==== Records supplied

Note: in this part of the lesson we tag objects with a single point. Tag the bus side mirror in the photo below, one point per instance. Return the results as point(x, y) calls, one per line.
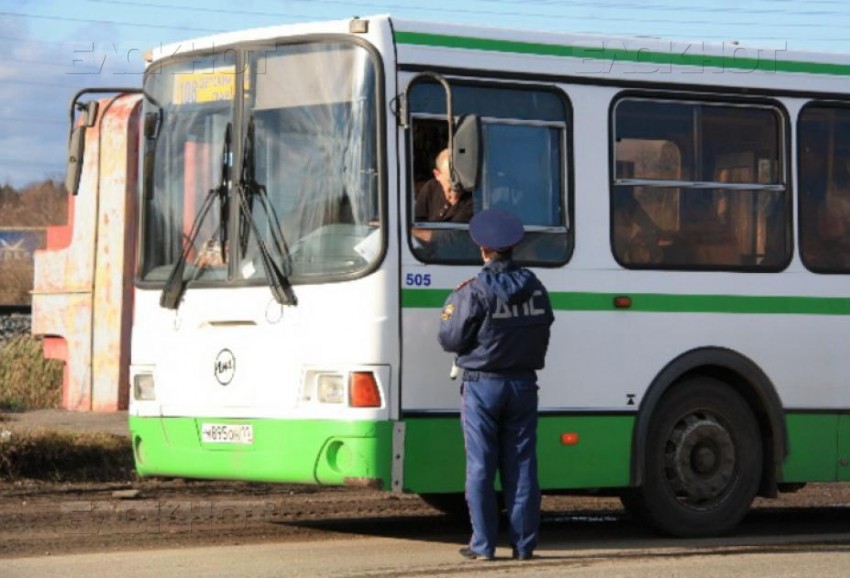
point(466, 153)
point(76, 149)
point(77, 145)
point(150, 128)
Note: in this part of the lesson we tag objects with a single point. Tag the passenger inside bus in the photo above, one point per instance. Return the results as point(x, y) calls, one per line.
point(636, 235)
point(438, 202)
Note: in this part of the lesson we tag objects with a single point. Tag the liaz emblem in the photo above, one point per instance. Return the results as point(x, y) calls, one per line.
point(225, 366)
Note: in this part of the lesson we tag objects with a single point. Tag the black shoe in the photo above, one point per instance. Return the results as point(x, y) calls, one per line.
point(471, 554)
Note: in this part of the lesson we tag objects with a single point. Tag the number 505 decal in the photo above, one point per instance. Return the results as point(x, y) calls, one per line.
point(418, 279)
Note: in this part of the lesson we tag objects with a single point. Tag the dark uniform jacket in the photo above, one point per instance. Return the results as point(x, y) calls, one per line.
point(498, 321)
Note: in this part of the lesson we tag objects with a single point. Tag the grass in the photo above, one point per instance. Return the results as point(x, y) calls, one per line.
point(28, 380)
point(64, 457)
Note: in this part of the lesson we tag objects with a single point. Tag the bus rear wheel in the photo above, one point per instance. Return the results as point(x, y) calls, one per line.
point(703, 461)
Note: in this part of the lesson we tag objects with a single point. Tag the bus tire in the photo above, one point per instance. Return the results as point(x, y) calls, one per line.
point(703, 461)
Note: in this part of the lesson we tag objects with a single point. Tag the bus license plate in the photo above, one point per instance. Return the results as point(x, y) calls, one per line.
point(214, 433)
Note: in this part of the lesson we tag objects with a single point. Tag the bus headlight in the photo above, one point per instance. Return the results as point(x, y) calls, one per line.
point(330, 388)
point(143, 387)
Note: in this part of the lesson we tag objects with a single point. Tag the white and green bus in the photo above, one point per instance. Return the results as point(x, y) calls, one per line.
point(684, 204)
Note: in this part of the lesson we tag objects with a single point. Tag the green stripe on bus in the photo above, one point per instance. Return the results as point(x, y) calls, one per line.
point(601, 458)
point(326, 452)
point(639, 55)
point(663, 303)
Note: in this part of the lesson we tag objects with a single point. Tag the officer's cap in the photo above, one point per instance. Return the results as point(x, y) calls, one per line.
point(496, 230)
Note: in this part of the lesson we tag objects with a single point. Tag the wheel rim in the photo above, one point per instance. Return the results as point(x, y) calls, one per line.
point(700, 460)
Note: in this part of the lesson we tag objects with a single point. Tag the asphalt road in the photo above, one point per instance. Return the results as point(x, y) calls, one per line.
point(790, 556)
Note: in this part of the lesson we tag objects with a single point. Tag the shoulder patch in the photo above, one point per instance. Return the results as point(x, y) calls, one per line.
point(447, 313)
point(465, 283)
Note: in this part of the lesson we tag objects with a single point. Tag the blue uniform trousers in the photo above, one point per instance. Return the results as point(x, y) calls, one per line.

========

▶ **Exercise**: Pictures stay out; everything else in the records gets copied exactly.

▶ **Written solution**:
Note: in this part of the lesson we tag objects with a single point. Tag the bus side mirror in the photo below, one point per instance. Return the results as point(x, y) calls, one per line.
point(466, 153)
point(76, 149)
point(77, 145)
point(150, 128)
Note: in this part of the lesson we tag objects with a single point. Tag the passenger inside bus in the photo above, one point per instance. Return the results as point(x, y) calls, one per line.
point(636, 235)
point(438, 202)
Note: in this part of the lesson we tag objects with a single point. Tag the liaz emblem in the photo above, one point per instance. Return the results as point(x, y) calls, one per line.
point(225, 366)
Note: in this part of the lesson we tag objects with a single point. Tag the black shoe in the photo above, one point per instance. Return the results as point(x, y) calls, one per line.
point(471, 554)
Note: in this part of the lesson we tag objects with a single point. Tag the number 505 decal in the photo above, one point per instance. Return the results as point(x, y) calls, one per line.
point(418, 279)
Note: in this part of the lesson we tag objects with a single point. Tag the dark uniform jacket in the photo above, one point per instance. Return the results as point(x, y) calls, one per line.
point(498, 321)
Note: in this part of the lesson we tag objects with a single point. Tag the grass in the photo above, one point per instance. Return the results as point(x, y) calls, one per line.
point(28, 380)
point(64, 457)
Note: in this part of the lesson we tag objects with a single point. Tag the bus rear wheel in the photo above, one point per instance. Return the results as point(x, y) calls, one per line.
point(703, 461)
Note: in this part of the lesson we tag objects with a single point. Tag the bus tire in the photo above, one point per instance. Return the results as point(x, y) calls, one per line.
point(703, 461)
Note: in this part of the lesson we tag objects with a single point. Tag the bus license plate in the photo above, one point per instance. Return the results as point(x, y) calls, one per line.
point(214, 433)
Note: in this part of the lesson we tag objects with a single point. Tag the bus headlight in the photo above, one point per instance. Return the results as point(x, y) calls, one per line.
point(330, 388)
point(143, 387)
Note: in this part of the lesson we tag objects with a single point. Tag the white and green bus in the photo above, one point per instance. Return the results as point(x, y) calls, one per line.
point(684, 204)
Note: in this part of the lesson we tag objects with a single point. Tag the green stripe on bus in the photo above, one point per instance. Return the results as point(x, y) calls, one per line.
point(601, 458)
point(326, 452)
point(639, 55)
point(663, 303)
Note: in this part of the lesson we tag objects with a single point. Tag the officer's cap in the photo above, one point per instance. Return the results as point(x, y) calls, one per line.
point(496, 230)
Note: in this part of the lesson we tag objects with a single point. Tag the wheel rim in the photo above, one point per instance. Return the results as point(x, y) calls, one per line.
point(700, 460)
Note: in this part of the lesson we tag objects with a single point. Tag the asphalt road in the photo above, one point per instance. Return the results as point(x, y) calls, one per line.
point(790, 556)
Note: in this part of the lesson we tag objects with a single point. Tag the shoulder patch in the photo above, one point per instance. Return the results as point(x, y) calls, one per line.
point(447, 313)
point(465, 283)
Note: in this part of the lesson we tag objects with a single point. Tag the blue uniform trousers in the photo above, one point per instance. Return the results as point(x, y) calls, one per line.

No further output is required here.